[Natural-language object grounding data]
◆ ◆ ◆ ◆
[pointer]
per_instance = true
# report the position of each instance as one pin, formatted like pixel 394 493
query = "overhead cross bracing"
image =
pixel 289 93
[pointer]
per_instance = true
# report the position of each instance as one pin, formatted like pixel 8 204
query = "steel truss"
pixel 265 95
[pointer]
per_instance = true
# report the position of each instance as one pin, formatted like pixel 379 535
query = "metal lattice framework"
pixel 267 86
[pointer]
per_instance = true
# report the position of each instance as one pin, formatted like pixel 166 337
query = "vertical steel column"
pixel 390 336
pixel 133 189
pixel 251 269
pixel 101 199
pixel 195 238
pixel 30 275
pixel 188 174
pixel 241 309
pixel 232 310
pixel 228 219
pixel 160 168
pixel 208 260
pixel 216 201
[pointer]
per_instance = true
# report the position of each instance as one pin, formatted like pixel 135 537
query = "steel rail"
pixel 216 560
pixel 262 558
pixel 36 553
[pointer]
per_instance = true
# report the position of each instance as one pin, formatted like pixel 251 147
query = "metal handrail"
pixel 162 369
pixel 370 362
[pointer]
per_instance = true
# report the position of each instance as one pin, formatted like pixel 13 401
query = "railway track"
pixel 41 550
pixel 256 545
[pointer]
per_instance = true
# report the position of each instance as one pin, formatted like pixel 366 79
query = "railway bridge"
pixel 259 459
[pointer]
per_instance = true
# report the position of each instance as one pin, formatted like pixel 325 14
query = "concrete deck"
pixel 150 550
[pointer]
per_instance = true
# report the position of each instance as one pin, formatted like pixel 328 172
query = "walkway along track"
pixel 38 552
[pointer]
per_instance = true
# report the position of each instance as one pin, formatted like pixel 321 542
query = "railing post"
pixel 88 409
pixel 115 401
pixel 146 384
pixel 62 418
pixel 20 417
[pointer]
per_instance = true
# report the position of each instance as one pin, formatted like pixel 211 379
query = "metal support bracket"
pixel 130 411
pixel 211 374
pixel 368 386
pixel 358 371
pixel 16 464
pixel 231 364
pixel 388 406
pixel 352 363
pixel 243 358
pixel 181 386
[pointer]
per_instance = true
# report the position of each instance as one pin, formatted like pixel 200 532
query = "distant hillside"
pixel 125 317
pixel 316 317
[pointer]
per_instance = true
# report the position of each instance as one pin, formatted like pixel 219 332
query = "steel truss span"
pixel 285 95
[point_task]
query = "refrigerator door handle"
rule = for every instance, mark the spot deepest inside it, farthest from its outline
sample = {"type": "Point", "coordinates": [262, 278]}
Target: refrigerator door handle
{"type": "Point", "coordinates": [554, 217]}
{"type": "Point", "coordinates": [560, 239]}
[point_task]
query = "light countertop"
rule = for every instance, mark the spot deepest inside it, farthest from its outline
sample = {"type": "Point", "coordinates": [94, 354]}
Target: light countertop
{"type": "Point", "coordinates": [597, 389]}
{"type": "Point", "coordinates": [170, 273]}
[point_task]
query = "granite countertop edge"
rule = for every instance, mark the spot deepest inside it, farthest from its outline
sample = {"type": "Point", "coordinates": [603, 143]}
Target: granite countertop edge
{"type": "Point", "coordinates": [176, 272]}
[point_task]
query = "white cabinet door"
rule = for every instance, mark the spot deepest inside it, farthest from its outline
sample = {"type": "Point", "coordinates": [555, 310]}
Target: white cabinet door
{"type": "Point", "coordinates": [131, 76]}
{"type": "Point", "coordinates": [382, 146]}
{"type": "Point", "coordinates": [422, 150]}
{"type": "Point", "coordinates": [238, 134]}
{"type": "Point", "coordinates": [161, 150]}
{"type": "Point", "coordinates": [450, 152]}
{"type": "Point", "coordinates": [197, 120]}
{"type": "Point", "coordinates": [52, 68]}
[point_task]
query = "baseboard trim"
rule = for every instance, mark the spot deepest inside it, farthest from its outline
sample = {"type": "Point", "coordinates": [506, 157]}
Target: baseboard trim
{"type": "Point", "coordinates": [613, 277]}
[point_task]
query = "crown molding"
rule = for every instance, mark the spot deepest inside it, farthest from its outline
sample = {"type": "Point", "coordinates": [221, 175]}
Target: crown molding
◆ ◆ ◆ ◆
*PROMPT:*
Take the entries above and copy out all lines with the string "molding".

*RESPONSE:*
query = "crown molding"
Target: crown molding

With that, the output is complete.